### Provided passage
A good hitting team can often be a good hitting team the next season, and a team with good starting pitching often can be able to sustain that. But bullpen performance fluctuates a lot from year to year, so there’s just some concern that they were fortunate in their one-run record last year and that they won’t be as much this year. And they had a quiet offseason while a lot of their division rivals were busy, so there’s not a lot of improvement, at least on paper, to overcome that regression that would be expected.
When you look at the projections that you had for a lot of the Orioles’ key players, their numbers are going down. Is there anyone in particular on the Orioles whose numbers could go up significantly this year?
Of course there’s Machado, and if you look at his projections, they’re not particularly encouraging. Our projections tend to be pretty conservative with guys that young, but with guys that talented, of course there’s the possibility that they will exceed that and put things together very quickly. The risk with him is just that he skipped Triple-A, he hasn’t really had a lot of higher-level experience and I think we’ve kind of gotten spoiled by seeing guys such as [Mike] Trout and [Bryce] Harper succeed at such young ages, which really isn’t he norm – even for talented players.

### Data entries
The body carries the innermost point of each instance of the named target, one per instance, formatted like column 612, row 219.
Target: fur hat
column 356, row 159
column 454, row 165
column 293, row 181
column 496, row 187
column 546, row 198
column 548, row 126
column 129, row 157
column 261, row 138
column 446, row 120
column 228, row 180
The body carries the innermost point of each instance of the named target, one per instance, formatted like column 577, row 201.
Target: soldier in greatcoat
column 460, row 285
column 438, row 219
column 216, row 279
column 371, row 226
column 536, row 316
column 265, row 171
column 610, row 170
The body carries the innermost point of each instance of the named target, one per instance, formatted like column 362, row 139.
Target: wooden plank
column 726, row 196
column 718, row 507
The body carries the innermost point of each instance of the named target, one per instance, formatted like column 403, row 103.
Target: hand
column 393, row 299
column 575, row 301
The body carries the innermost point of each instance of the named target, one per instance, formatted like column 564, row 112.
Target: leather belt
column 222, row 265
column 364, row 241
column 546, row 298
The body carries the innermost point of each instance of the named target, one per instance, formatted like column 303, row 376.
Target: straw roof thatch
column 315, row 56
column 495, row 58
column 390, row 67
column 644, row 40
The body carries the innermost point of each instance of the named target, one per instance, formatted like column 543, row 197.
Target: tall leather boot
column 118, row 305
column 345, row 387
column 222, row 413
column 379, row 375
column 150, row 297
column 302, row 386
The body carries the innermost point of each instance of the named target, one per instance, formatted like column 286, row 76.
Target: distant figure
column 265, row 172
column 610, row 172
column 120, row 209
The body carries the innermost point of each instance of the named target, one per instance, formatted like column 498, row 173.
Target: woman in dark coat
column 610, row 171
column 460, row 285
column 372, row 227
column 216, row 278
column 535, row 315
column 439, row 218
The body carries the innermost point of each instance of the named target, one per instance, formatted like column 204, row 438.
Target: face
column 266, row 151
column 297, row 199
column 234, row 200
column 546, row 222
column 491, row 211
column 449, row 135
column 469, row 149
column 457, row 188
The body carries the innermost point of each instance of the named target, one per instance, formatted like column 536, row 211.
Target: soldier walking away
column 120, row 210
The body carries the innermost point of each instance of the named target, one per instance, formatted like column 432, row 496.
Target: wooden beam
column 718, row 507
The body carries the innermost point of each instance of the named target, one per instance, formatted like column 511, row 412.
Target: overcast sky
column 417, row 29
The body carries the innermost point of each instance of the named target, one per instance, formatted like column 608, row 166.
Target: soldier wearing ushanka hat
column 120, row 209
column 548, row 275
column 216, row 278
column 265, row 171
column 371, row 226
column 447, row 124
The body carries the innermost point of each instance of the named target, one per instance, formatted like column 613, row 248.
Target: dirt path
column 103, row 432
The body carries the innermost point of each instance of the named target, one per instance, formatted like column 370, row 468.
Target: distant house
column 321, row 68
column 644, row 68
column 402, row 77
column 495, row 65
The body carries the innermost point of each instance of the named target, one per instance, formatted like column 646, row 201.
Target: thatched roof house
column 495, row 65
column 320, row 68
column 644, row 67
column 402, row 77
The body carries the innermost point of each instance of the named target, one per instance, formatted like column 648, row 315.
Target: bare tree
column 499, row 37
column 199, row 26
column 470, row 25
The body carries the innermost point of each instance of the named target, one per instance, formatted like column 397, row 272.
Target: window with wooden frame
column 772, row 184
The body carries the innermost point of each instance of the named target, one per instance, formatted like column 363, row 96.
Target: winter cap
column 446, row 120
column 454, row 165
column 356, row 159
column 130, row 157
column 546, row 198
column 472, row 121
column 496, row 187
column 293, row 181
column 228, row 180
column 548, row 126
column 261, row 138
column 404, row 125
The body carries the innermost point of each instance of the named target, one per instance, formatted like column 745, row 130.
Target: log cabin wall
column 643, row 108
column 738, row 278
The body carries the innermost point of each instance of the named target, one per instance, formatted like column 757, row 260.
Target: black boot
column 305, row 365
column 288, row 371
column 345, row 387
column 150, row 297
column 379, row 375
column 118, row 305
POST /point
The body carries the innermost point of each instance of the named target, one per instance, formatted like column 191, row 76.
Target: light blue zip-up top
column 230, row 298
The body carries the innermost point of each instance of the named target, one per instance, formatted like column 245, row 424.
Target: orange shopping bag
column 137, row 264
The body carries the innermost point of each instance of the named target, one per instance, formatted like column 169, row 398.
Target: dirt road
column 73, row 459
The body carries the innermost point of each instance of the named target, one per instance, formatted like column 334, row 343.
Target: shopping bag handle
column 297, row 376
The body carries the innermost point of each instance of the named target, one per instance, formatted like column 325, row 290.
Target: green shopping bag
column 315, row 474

* * *

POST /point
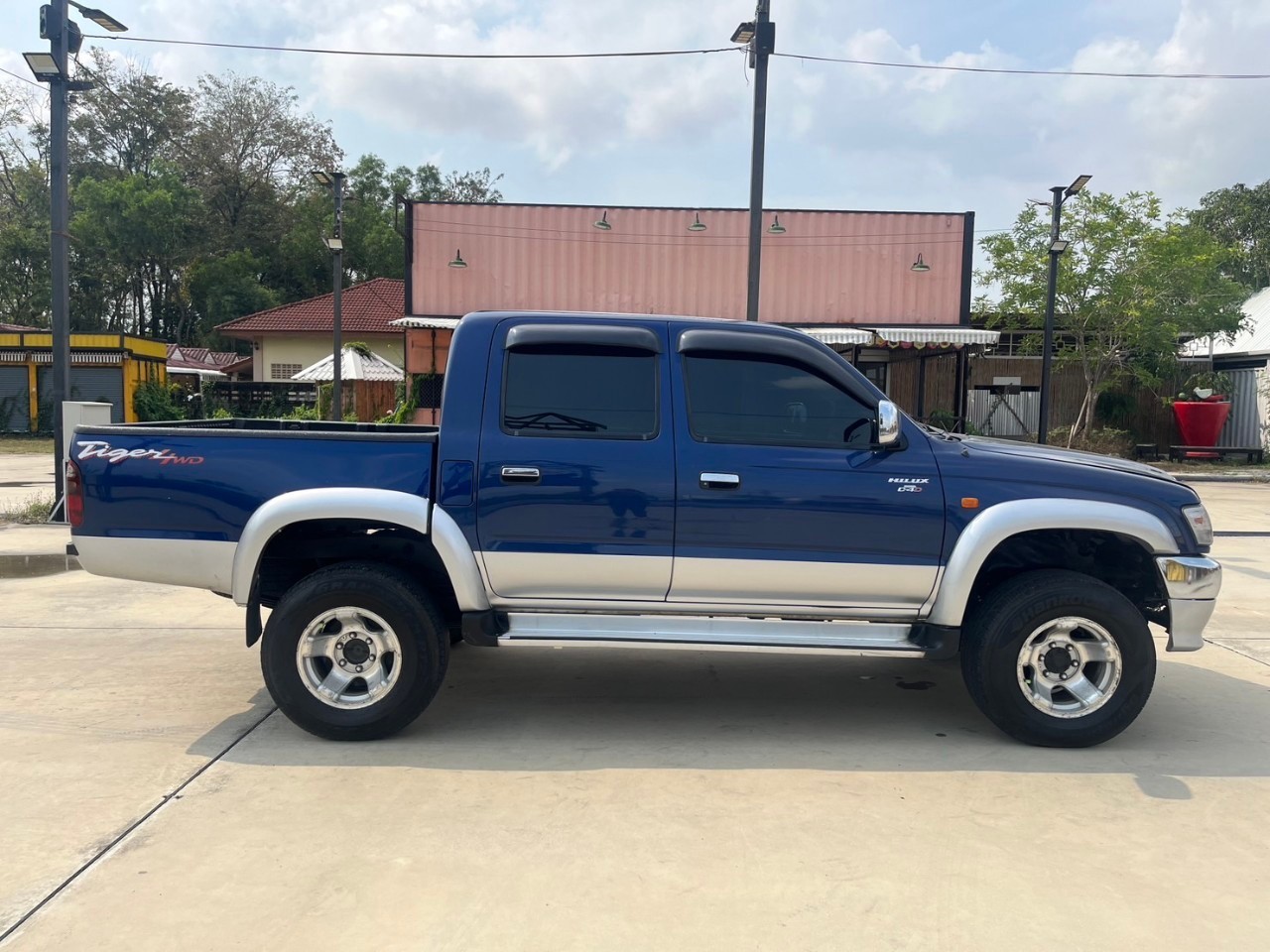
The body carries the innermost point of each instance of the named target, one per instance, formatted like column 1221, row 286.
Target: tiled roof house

---

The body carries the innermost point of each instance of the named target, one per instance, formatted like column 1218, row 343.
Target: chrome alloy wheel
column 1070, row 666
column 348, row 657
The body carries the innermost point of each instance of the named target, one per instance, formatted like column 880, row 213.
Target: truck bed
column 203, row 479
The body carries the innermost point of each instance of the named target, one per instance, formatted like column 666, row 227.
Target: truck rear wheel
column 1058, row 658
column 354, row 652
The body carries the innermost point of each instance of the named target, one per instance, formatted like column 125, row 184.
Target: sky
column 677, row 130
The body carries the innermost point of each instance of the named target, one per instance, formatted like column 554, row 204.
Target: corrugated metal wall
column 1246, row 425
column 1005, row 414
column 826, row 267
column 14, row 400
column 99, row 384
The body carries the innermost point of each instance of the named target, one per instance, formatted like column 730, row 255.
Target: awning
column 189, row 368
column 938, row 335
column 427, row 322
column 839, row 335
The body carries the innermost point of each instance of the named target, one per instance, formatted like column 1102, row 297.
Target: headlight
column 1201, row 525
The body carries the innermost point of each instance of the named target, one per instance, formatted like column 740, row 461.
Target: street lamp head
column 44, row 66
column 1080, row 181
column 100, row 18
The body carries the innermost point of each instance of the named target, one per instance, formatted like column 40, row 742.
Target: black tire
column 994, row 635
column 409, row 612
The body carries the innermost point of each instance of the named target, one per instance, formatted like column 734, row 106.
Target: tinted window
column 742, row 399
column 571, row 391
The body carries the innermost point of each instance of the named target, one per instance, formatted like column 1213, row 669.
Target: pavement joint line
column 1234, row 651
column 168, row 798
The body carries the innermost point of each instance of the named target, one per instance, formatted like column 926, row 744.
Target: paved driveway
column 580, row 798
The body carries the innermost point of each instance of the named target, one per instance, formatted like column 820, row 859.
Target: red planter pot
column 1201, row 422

### Short problem 1
Answer from the Orioles passage:
(a) How does bullpen performance change from year to year?
(b) What kind of offseason did the team have?
(c) Which level did Machado skip?
### Short problem 2
Reproduce the Orioles passage between "A good hitting team can" and "significantly this year?", inclusive.
### Short problem 3
List every player named in the Orioles passage.
The lines are separate material, unrelated to the Orioles passage.

### Exercise answer 1
(a) It fluctuates a lot.
(b) A quiet one.
(c) Triple-A.

### Exercise answer 2
A good hitting team can often be a good hitting team the next season, and a team with good starting pitching often can be able to sustain that. But bullpen performance fluctuates a lot from year to year, so there’s just some concern that they were fortunate in their one-run record last year and that they won’t be as much this year. And they had a quiet offseason while a lot of their division rivals were busy, so there’s not a lot of improvement, at least on paper, to overcome that regression that would be expected.
When you look at the projections that you had for a lot of the Orioles’ key players, their numbers are going down. Is there anyone in particular on the Orioles whose numbers could go up significantly this year?

### Exercise answer 3
Machado
Mike Trout
Bryce Harper